EXERCISE AIM.
In the records below, please replace "Drop a point" with "Place a marker" and write them out again with everything else unchanged. Leave the pictures out of your answer.
** Start of ENTRIES SUPPLIED **
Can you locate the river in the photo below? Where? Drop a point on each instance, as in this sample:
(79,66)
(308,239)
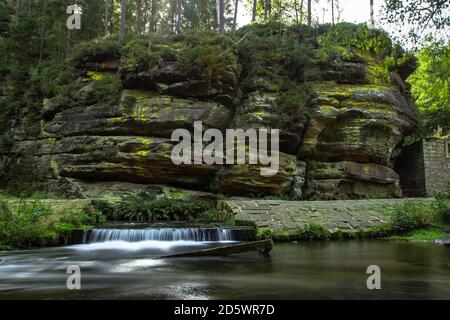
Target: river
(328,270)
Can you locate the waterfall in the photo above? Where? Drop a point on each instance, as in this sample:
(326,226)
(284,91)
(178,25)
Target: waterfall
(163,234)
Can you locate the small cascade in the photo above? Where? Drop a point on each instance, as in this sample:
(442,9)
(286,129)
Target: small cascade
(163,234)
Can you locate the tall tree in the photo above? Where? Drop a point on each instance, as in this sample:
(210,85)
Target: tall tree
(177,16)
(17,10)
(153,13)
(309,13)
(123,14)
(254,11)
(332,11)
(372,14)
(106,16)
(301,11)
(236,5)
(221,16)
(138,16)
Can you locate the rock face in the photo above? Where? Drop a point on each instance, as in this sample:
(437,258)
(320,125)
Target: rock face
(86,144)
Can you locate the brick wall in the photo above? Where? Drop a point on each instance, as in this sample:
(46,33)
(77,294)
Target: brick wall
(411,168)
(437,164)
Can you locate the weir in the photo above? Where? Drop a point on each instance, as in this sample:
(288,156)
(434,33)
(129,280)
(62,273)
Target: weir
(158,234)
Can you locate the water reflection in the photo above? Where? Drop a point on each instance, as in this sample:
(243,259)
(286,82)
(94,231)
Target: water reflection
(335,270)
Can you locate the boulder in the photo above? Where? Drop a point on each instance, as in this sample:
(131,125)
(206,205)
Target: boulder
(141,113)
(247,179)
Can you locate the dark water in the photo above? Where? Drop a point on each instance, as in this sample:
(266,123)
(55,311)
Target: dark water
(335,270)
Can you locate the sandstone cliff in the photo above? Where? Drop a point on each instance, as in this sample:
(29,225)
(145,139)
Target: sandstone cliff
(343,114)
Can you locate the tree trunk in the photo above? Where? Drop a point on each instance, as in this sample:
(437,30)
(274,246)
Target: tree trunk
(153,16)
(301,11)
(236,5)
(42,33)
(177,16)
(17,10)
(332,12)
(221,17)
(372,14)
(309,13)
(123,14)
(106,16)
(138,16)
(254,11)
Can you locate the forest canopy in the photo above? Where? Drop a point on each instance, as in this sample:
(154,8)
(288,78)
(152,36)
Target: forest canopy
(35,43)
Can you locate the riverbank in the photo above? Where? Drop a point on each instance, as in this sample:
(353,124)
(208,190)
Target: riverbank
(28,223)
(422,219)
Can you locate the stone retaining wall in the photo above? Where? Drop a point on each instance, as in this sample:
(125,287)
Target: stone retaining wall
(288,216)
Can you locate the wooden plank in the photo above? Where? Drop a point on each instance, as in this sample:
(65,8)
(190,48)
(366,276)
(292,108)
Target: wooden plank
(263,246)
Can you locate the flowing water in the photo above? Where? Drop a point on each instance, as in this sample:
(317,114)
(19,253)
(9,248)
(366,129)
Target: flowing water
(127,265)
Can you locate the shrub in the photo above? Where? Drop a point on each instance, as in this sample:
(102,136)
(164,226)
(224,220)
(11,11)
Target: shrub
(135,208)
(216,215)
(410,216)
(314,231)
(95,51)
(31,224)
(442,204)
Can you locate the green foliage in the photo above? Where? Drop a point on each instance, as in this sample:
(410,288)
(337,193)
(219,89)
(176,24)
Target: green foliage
** End of ENTRIES SUPPLIED **
RESULT FOR THIS TASK.
Can you locate the river in the photo below? Where? Place a marker on each instance, as in this sample:
(79,66)
(308,239)
Target: river
(328,270)
Can you locate the waterfall in the photo above? Where? Place a marker on each instance, as in this sample:
(326,226)
(284,91)
(178,25)
Target: waterfall
(163,234)
Can you locate the small cascade in the photo above? Where? Place a marker on each instance, as in this sample:
(442,9)
(286,129)
Target: small cascade
(163,234)
Can you locate the tall tree in the photo above? Where? Place a marker on each instance, as in this sample:
(210,85)
Target: tall tree
(177,16)
(17,10)
(153,13)
(309,13)
(123,14)
(254,11)
(332,11)
(372,14)
(106,16)
(301,11)
(236,5)
(221,16)
(138,16)
Can you locate the rock face in the photo above? Where? Place a marker on each instance, as in this sample:
(437,258)
(320,125)
Target: rock face
(86,144)
Can you locate the brick wall in the photo above? Where? Place a marker on each instance, as in this sample:
(46,33)
(77,294)
Target: brick wall
(411,168)
(437,164)
Can you locate the weir in the photo above? Where? Place a marker on each instance, as in this sample:
(288,156)
(434,33)
(129,280)
(62,273)
Target: weir
(158,234)
Can you locate the water reflection in the photo above? Where? Place a marker on each instance, as in this sample:
(243,259)
(286,82)
(94,231)
Target: water reflection
(335,270)
Can you locate the boulder in the photo above? Where? Place a marker on each instance, as in this sample:
(131,125)
(206,205)
Target: boulder
(141,113)
(247,179)
Can you locate the dark water in the photo above? Where? Place a marker on each instance, as in this sample:
(266,123)
(55,311)
Target: dark water
(335,270)
Can you locate the sandstone cliff in the photo above? Where? Place a marker on each instance, as in this sample:
(29,225)
(145,139)
Target: sandstone cliff
(343,114)
Can you locate the tree trunk in the photo above? Where? Place a marker on each instance, as in this sample:
(437,30)
(274,246)
Target: tree trunk
(153,16)
(301,11)
(236,5)
(42,33)
(177,16)
(17,10)
(332,12)
(221,17)
(372,14)
(309,13)
(123,14)
(106,16)
(138,16)
(254,11)
Can you locate the forest canopy in the photo above? Where? Place a marker on each instance, as in this sample:
(154,8)
(288,78)
(152,36)
Target: forest canopy
(35,43)
Can you locate the riverbank in the photo above? Where? Place a marker on each instance, as in this sample:
(353,124)
(208,190)
Target: riverbank
(28,223)
(422,219)
Can you locate the stone retaining wall in the photo above? Where? Place a marker on each instance, as in this sample:
(125,287)
Target: stone retaining wall
(288,216)
Can you locate the wooden plank in the photo above? Where? Place a marker on each instance, as in this sample:
(65,8)
(190,48)
(366,276)
(292,108)
Target: wooden plank
(263,246)
Can you locate the flowing water in the photo above? Where? Place a marker on each instance, as in this sample:
(317,114)
(19,253)
(9,248)
(366,129)
Target: flowing water
(127,265)
Can you locate the shrub in the photo above? Where? Place a marker on each instance, as in this sample:
(102,136)
(164,226)
(224,220)
(11,11)
Target: shrub
(135,208)
(216,215)
(410,216)
(314,231)
(95,51)
(31,224)
(442,204)
Can you locate the green foliage in the photo above? Where? Place a marker on each instance, as in this sample:
(410,288)
(337,193)
(219,89)
(176,24)
Target: green foliage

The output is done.